● Reading text
Learnings from Agentic Automation

· 543 words · 3 minute read

automation

Over the past few months, I’ve been learning and building AI Agents / LLM-driven automation workflows.

I learned a lot - some exciting, some challenging and I decided to document my learnings in this blog.


LLM Workflows and Agentic Automation is Backend Engineering with Extra Steps 🔗

Yep! Maybe I’ll ruffle some feathers, but building AI agents is very much a backend / automation pipeline-driven process. The same basic principles apply — and that’s actually a good thing.

This means we already understand many of the pitfalls and curveballs that come with production-grade automation. The difference is: in the case of agents, a mistake can break your bank.

Apply all the validation you can. Which brings me to the next point…


The Hard Part Is Deciding What Not to Pass 🔗

When designing prompts and workflows, the instinct is to keep feeding more context into the model — more examples, more documents, more background. But in practice, irrelevant or noisy information often hurts more than it helps.

  • Passing too much unfiltered context can cause models to drift, hallucinate, or simply waste tokens.
  • Filtering, chunking, and ranking inputs before they reach the LLM is often the difference between a brittle agent and a reliable one.
  • Think of it as building an information diet: curating what the model sees is just as important as how you frame the task.

Don’t just observe your flow. Be in the loop.


Human-in-the-Loop (HITL) Is Not Optional 🔗

When prototyping agents, it’s tempting to automate everything end-to-end. But in practice, the Human-in-the-Loop (HITL) pattern often determines whether the system produces intelligent behavior or unpredictable nonsense.

  • During prototyping, humans can validate intermediate outputs, approve critical actions, or correct model drift.

● Supplied information
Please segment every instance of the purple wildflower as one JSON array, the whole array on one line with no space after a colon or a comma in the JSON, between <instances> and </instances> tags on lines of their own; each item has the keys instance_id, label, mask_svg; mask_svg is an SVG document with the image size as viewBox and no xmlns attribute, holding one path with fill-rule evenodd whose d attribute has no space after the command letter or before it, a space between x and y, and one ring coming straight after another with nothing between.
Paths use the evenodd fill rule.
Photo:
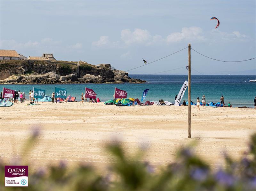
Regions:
...
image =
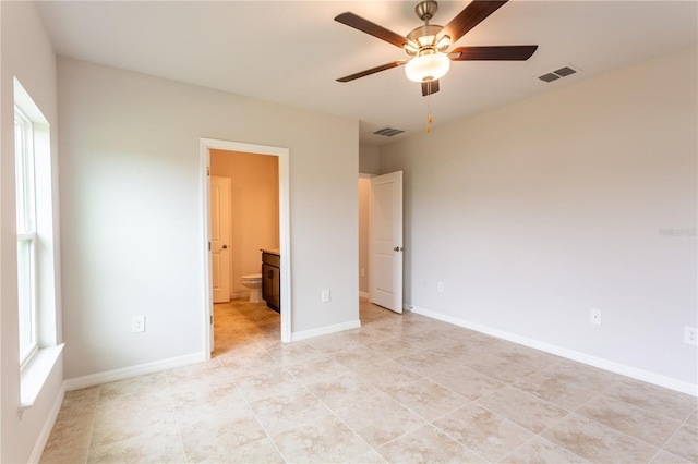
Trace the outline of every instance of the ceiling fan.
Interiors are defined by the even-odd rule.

● Task set
**1)** Translate this sentence from the agentic automation post into French: "This means we already understand many of the pitfalls and curveballs that come with production-grade automation."
**2)** Repeat word for word everything in the agentic automation post from "This means we" down to "frame the task.".
The rows play no part in this work.

● Answers to the problems
**1)** Cela signifie que nous comprenons déjà bon nombre des pièges et des imprévus qui accompagnent l'automatisation de niveau production.

**2)**
This means we already understand many of the pitfalls and curveballs that come with production-grade automation. The difference is: in the case of agents, a mistake can break your bank.

Apply all the validation you can. Which brings me to the next point…


The Hard Part Is Deciding What Not to Pass 🔗

When designing prompts and workflows, the instinct is to keep feeding more context into the model — more examples, more documents, more background. But in practice, irrelevant or noisy information often hurts more than it helps.

  • Passing too much unfiltered context can cause models to drift, hallucinate, or simply waste tokens.
  • Filtering, chunking, and ranking inputs before they reach the LLM is often the difference between a brittle agent and a reliable one.
  • Think of it as building an information diet: curating what the model sees is just as important as how you frame the task.